Hoy por hoy, la confianza pública en órganos fundamentales
(Tribunal Electoral, justicia, Parlamento) está por los suelos.
Según un estudio reciente, menos de 3 de cada 10 bolivianos confían
en su órgano electoral y la mayoría ve la política con
escepticismo y resignación (Sánchez Morales, 2025). Esta situación
es sumamente peligrosa: la deslegitimación democrática puede abrir
la puerta a salidas autoritarias o a estallidos de violencia, si la
población siente que las vías institucionales ya no sirven para
canalizar sus demandas. El divorcio entre dirigentes y ciudadanía
–esa “alarmente
desconexión”
entre gobernantes y gobernados– ha gestado un caldo de cultivo
donde germinan la frustración y la desesperanza, dos enemigos
mortales de la democracia.
Impacto
y Reforma de la Subvención a los Combustibles en Bolivia
La
subvención a los combustibles fósiles en Bolivia se ha disparado a
niveles insostenibles: en 2024 costó cerca de $us 4.000 millones, el
doble que el año anterior (Brújula Digital, 2024), y para 2025 el
Gobierno aún proyecta destinar en torno a $us 2.900 millones
(alrededor del 10% del presupuesto nacional). Este enorme gasto ha
erosionado las finanzas públicas y las reservas del Banco Central.

**Tarea indicada A:**
Traduce al inglés esta oración del texto sobre Bolivia: "Esta situación es sumamente peligrosa: la deslegitimación democrática puede abrir la puerta a salidas autoritarias o a estallidos de violencia, si la población siente que las vías institucionales ya no sirven para canalizar sus demandas."
**Tarea indicada B:**
Reproduce el fragmento del texto sobre Bolivia que comienza con "entre gobernantes y" y continúa hasta "del Banco Central.".

**Datos listados:**
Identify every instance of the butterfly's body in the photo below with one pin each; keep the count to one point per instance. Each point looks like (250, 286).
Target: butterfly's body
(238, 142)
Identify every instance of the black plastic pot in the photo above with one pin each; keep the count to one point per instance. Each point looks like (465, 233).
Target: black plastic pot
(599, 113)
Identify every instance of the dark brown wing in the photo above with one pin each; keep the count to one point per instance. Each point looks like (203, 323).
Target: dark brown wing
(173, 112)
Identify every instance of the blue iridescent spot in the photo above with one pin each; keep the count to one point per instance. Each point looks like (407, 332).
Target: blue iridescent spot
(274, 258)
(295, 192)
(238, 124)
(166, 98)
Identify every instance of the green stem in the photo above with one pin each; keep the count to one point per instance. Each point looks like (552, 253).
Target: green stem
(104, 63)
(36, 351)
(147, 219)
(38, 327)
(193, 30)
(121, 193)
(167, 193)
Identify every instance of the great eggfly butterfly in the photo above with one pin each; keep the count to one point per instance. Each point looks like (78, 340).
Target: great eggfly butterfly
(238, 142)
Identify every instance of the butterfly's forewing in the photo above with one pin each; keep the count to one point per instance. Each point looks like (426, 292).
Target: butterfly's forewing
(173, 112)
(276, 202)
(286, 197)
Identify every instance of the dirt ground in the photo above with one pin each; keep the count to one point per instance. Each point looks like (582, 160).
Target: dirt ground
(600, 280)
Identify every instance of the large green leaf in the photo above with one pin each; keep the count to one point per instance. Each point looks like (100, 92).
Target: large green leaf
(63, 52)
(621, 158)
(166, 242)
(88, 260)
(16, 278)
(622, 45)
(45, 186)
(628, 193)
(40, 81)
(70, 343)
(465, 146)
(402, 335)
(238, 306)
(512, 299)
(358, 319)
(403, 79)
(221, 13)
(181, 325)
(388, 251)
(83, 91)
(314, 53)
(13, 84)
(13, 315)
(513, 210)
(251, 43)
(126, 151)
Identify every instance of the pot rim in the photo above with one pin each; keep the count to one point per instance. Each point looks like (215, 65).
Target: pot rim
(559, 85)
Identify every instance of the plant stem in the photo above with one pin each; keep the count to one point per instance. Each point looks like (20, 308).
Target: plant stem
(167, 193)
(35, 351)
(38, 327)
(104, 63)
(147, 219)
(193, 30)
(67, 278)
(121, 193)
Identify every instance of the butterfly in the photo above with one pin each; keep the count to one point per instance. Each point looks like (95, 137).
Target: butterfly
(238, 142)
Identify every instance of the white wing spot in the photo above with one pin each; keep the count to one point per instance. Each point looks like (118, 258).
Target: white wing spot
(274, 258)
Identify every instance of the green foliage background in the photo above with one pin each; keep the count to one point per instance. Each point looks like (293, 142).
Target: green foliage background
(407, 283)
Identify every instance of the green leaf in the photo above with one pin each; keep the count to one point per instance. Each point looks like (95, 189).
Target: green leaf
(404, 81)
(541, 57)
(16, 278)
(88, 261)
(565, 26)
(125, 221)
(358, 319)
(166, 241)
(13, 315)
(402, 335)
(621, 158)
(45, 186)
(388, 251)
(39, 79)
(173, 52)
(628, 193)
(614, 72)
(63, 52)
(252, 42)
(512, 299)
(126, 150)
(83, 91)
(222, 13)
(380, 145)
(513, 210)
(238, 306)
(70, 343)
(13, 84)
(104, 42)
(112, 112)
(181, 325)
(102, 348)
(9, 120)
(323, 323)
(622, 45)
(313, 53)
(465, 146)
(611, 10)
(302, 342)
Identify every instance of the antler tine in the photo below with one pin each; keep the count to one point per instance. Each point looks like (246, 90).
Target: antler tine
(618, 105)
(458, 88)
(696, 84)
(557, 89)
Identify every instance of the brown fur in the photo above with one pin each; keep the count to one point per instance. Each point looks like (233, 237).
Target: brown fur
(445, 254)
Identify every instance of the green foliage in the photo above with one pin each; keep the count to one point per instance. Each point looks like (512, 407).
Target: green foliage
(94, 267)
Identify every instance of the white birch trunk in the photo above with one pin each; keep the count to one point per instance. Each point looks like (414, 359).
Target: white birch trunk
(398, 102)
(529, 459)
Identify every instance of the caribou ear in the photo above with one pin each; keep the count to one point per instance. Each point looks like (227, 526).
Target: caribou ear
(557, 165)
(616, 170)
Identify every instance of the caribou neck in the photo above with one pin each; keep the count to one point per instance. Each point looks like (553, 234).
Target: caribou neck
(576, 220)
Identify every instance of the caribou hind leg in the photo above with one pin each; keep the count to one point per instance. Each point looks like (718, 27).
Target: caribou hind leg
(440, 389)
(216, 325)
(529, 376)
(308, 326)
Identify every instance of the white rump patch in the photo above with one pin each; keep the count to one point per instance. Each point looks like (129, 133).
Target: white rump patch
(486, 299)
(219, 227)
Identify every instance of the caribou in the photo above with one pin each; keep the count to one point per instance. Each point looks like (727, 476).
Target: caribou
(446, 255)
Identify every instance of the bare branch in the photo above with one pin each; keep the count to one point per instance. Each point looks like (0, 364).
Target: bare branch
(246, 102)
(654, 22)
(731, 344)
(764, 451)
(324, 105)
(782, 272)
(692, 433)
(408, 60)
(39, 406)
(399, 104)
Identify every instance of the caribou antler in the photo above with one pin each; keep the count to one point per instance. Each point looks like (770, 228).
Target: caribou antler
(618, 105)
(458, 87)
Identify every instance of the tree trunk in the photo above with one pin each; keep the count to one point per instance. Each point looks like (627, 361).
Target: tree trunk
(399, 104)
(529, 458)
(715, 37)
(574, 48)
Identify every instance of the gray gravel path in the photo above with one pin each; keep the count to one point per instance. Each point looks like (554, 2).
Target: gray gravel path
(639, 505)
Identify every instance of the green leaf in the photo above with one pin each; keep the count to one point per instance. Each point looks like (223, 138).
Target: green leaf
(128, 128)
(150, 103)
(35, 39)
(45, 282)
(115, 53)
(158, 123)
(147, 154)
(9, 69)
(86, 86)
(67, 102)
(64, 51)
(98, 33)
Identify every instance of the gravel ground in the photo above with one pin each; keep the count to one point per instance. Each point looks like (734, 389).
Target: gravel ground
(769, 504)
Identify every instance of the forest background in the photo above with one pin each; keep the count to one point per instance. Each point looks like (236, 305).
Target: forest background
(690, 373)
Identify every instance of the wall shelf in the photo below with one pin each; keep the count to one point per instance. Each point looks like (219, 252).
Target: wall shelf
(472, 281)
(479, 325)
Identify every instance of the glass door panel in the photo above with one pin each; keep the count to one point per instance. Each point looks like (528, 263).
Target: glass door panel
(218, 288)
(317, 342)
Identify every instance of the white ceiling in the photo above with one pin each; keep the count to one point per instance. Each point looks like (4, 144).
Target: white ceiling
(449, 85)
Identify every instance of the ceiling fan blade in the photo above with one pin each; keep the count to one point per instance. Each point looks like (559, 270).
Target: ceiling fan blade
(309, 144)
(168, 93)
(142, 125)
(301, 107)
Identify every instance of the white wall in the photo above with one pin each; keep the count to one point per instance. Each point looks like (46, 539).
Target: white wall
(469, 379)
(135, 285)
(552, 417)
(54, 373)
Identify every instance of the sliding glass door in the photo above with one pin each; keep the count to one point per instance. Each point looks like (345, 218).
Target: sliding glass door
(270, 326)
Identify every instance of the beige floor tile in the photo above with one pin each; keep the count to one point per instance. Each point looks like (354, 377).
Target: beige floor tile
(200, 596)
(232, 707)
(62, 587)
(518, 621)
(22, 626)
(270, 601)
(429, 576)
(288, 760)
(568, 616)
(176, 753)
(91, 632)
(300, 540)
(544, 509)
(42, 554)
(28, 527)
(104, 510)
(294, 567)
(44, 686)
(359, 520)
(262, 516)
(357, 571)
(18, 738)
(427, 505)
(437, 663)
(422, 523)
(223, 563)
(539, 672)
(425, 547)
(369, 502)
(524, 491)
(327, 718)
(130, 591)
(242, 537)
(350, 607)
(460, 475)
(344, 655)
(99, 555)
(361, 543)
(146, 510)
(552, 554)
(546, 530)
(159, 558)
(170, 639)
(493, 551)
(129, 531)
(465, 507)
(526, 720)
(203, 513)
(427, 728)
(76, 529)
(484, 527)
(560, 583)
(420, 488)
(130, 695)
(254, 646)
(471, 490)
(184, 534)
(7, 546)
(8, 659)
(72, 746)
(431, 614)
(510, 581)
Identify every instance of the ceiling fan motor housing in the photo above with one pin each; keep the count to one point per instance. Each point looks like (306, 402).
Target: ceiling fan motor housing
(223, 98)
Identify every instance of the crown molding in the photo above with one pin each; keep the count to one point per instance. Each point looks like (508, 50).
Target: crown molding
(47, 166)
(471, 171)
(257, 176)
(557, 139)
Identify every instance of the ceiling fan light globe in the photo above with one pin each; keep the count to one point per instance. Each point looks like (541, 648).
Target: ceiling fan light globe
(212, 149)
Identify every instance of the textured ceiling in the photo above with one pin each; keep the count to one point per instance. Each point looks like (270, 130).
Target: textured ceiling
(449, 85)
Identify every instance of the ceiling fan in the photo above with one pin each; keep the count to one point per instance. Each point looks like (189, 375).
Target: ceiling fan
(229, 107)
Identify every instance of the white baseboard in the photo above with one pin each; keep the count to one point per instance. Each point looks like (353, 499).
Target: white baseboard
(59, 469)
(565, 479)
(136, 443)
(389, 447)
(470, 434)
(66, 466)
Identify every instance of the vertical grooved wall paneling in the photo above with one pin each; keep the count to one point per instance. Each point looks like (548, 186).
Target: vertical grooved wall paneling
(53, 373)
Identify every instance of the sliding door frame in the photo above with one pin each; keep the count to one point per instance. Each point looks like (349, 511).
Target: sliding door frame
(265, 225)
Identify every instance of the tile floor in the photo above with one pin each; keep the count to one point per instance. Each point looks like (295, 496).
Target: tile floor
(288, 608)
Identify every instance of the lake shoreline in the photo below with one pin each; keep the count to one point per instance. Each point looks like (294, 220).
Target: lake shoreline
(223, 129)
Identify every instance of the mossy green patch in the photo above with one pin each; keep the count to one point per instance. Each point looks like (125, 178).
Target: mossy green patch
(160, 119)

**Respuesta esperada A:**
This situation is extremely dangerous: democratic delegitimization can open the door to authoritarian solutions or outbreaks of violence if the population feels that institutional channels no longer serve to convey its demands.

**Respuesta esperada B:**
entre gobernantes y gobernados– ha gestado un caldo de cultivo
donde germinan la frustración y la desesperanza, dos enemigos
mortales de la democracia.
Impacto
y Reforma de la Subvención a los Combustibles en Bolivia
La
subvención a los combustibles fósiles en Bolivia se ha disparado a
niveles insostenibles: en 2024 costó cerca de $us 4.000 millones, el
doble que el año anterior (Brújula Digital, 2024), y para 2025 el
Gobierno aún proyecta destinar en torno a $us 2.900 millones
(alrededor del 10% del presupuesto nacional). Este enorme gasto ha
erosionado las finanzas públicas y las reservas del Banco Central.